Outline records for named regions:
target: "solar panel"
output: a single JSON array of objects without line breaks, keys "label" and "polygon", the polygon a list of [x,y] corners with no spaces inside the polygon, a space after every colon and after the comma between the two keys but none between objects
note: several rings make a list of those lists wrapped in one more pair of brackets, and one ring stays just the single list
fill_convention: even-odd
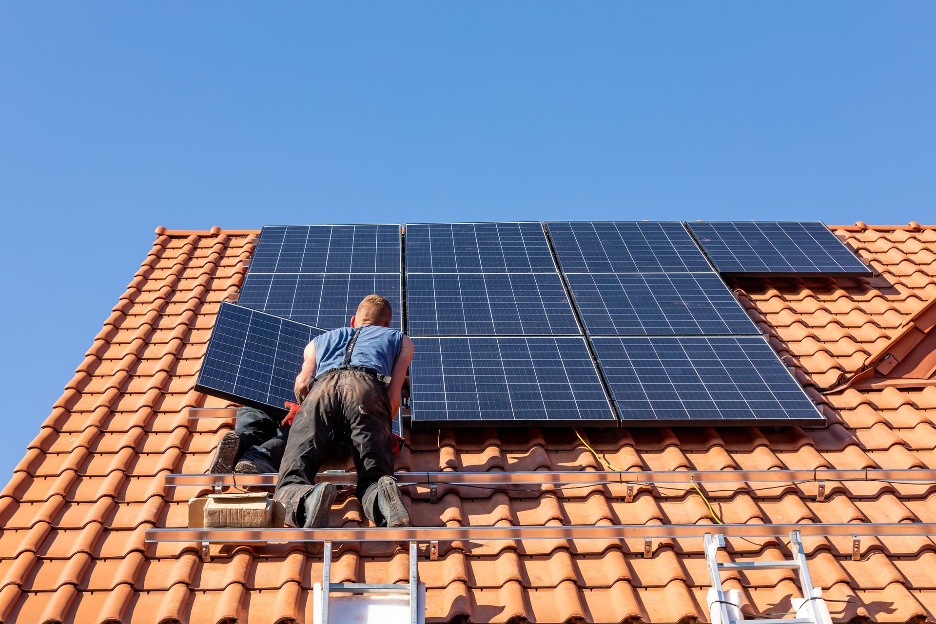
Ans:
[{"label": "solar panel", "polygon": [[710,271],[680,222],[557,222],[547,224],[565,273]]},{"label": "solar panel", "polygon": [[402,327],[399,273],[253,273],[248,271],[238,303],[326,329],[348,324],[358,304],[372,293],[393,308],[393,325]]},{"label": "solar panel", "polygon": [[405,233],[407,274],[556,270],[539,222],[411,224]]},{"label": "solar panel", "polygon": [[580,335],[558,273],[413,273],[410,336]]},{"label": "solar panel", "polygon": [[759,334],[718,273],[567,273],[592,335]]},{"label": "solar panel", "polygon": [[[324,333],[311,325],[222,301],[195,389],[285,415],[284,402],[296,400],[302,352]],[[399,417],[393,430],[402,435]]]},{"label": "solar panel", "polygon": [[399,273],[400,225],[266,225],[249,273]]},{"label": "solar panel", "polygon": [[413,342],[414,421],[616,421],[581,337],[417,337]]},{"label": "solar panel", "polygon": [[763,338],[592,338],[592,343],[623,420],[825,422]]},{"label": "solar panel", "polygon": [[196,390],[275,414],[296,400],[302,350],[325,330],[223,301]]},{"label": "solar panel", "polygon": [[688,225],[723,273],[872,274],[821,221]]}]

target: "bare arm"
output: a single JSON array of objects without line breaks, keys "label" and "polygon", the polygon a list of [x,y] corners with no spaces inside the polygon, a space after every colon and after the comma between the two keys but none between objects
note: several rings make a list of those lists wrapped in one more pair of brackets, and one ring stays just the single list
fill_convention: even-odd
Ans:
[{"label": "bare arm", "polygon": [[409,336],[403,336],[402,344],[400,347],[400,355],[397,361],[393,363],[390,385],[387,386],[387,398],[390,399],[390,417],[396,418],[397,412],[400,411],[400,392],[403,389],[403,380],[406,378],[406,369],[413,361],[413,341]]},{"label": "bare arm", "polygon": [[302,370],[296,375],[296,399],[300,401],[309,394],[309,382],[315,376],[315,341],[311,341],[302,352]]}]

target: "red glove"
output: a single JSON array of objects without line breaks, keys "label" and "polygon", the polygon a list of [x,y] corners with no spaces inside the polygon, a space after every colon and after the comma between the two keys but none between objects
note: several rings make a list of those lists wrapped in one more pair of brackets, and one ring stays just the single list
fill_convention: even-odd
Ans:
[{"label": "red glove", "polygon": [[292,425],[292,421],[296,420],[296,413],[299,412],[299,403],[294,403],[291,400],[284,401],[283,406],[289,410],[289,414],[286,417],[283,419],[280,423],[280,427],[285,427],[286,425]]}]

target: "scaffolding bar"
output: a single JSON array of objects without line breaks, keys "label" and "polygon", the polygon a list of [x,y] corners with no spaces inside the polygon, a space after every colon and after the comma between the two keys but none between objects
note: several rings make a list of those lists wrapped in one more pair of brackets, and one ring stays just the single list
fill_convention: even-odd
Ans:
[{"label": "scaffolding bar", "polygon": [[[556,525],[547,527],[341,527],[336,529],[148,529],[147,542],[440,542],[453,540],[621,540],[725,537],[936,535],[933,522],[846,524]],[[326,544],[328,546],[328,544]]]},{"label": "scaffolding bar", "polygon": [[[512,485],[587,485],[587,484],[709,484],[709,483],[777,483],[796,481],[907,481],[936,483],[936,470],[929,469],[857,469],[812,471],[638,471],[604,472],[596,471],[535,471],[519,472],[397,472],[401,486],[473,484],[485,486]],[[167,486],[215,487],[226,486],[275,486],[277,474],[167,474]],[[336,486],[354,485],[357,472],[319,472],[318,481]],[[235,484],[236,482],[236,484]]]}]

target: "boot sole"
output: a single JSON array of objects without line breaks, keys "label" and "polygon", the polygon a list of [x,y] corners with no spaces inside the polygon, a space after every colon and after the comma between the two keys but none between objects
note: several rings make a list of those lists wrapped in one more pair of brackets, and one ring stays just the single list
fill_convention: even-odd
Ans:
[{"label": "boot sole", "polygon": [[212,463],[208,466],[208,474],[229,474],[234,472],[234,460],[241,447],[241,438],[234,431],[228,431],[221,438],[218,448],[214,451]]},{"label": "boot sole", "polygon": [[[335,496],[338,494],[338,488],[335,487],[334,484],[326,484],[325,487],[315,487],[312,490],[309,496],[314,497],[312,500],[311,507],[314,512],[310,516],[308,514],[308,509],[310,505],[304,502],[306,508],[306,517],[305,523],[302,525],[303,529],[321,529],[329,523],[329,512],[331,511],[331,503],[335,501]],[[313,556],[318,556],[322,553],[322,543],[321,542],[306,542],[305,543],[305,552]]]},{"label": "boot sole", "polygon": [[403,504],[403,499],[400,495],[400,487],[397,486],[395,481],[386,477],[381,478],[377,482],[377,496],[383,496],[384,500],[388,502],[387,506],[389,508],[388,510],[389,514],[385,514],[384,515],[388,529],[413,526],[409,512],[406,511],[406,505]]}]

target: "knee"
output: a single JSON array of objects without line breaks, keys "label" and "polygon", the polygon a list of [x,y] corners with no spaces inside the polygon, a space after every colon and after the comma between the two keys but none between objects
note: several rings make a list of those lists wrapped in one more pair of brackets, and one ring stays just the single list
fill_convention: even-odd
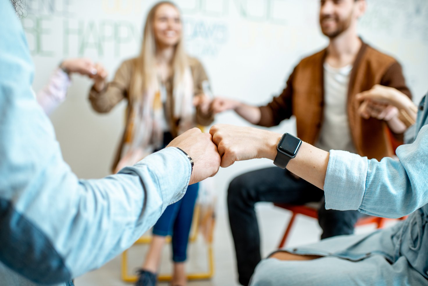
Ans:
[{"label": "knee", "polygon": [[250,200],[250,186],[245,175],[241,175],[234,179],[227,190],[227,203],[229,205],[235,205],[243,202]]},{"label": "knee", "polygon": [[274,286],[284,283],[284,280],[281,282],[278,279],[276,270],[279,270],[280,273],[281,270],[278,269],[277,265],[273,265],[274,260],[265,259],[259,263],[250,280],[251,286]]}]

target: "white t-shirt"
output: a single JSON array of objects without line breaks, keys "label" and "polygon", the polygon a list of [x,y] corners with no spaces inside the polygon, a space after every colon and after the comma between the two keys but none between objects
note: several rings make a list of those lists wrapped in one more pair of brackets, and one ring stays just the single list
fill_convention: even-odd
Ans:
[{"label": "white t-shirt", "polygon": [[320,149],[356,153],[347,110],[349,76],[352,66],[336,68],[324,63],[324,121],[316,146]]}]

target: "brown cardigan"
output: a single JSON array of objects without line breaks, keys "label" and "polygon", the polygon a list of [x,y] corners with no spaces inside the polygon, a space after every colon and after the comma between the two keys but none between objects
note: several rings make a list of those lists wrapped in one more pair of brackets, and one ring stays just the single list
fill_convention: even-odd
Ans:
[{"label": "brown cardigan", "polygon": [[[310,144],[317,142],[323,122],[324,104],[323,64],[327,50],[303,59],[296,66],[282,93],[265,106],[258,125],[278,125],[296,116],[297,136]],[[393,58],[363,43],[354,63],[348,92],[348,112],[353,141],[361,156],[380,160],[393,155],[387,124],[374,118],[365,119],[357,112],[357,93],[376,84],[394,87],[411,97],[400,64]],[[392,132],[392,131],[391,131]],[[394,134],[402,141],[402,136]]]},{"label": "brown cardigan", "polygon": [[[97,92],[93,86],[89,92],[89,100],[91,101],[92,107],[96,111],[100,113],[106,113],[110,111],[122,99],[126,98],[128,101],[126,108],[126,121],[125,130],[119,147],[115,156],[114,161],[112,166],[112,170],[114,170],[116,166],[120,160],[122,149],[123,148],[125,138],[128,132],[130,125],[130,121],[132,117],[133,109],[131,108],[133,104],[133,99],[139,95],[130,94],[130,87],[132,74],[135,69],[137,58],[134,58],[125,60],[122,63],[118,69],[113,80],[109,83],[106,87],[101,92]],[[193,82],[193,89],[195,95],[203,92],[202,83],[204,80],[208,80],[208,77],[201,63],[195,58],[188,57],[188,60]],[[172,78],[170,78],[166,83],[166,87],[168,100],[172,100],[172,87],[173,83]],[[172,105],[172,104],[171,105]],[[172,110],[169,110],[169,117],[173,118],[172,116]],[[196,122],[200,125],[207,125],[211,124],[214,121],[214,116],[212,114],[208,116],[204,116],[199,108],[196,108]],[[178,122],[174,122],[172,119],[170,122],[173,137],[177,136]]]}]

Task |
From the material above, pull out every line that contains the string "target". Case counts.

Written response |
target: "solar panel"
target: "bare arm"
target: "red glove"
target: "scaffolding bar"
target: "boot sole"
target: "knee"
target: "white t-shirt"
target: "brown cardigan"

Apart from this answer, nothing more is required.